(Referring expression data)
>>>>

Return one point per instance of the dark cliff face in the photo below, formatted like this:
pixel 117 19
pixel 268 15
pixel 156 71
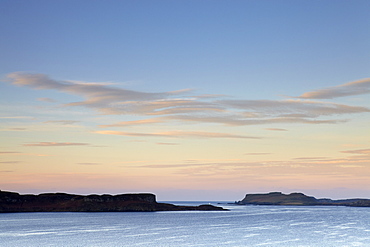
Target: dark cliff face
pixel 278 198
pixel 62 202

<<<<

Task: Leaving out any images, restate every record word for word.

Exercise answer:
Return one point per instance of the dark cliff face in the photo below, formatted like this:
pixel 117 19
pixel 268 15
pixel 156 71
Target: dark cliff face
pixel 278 198
pixel 62 202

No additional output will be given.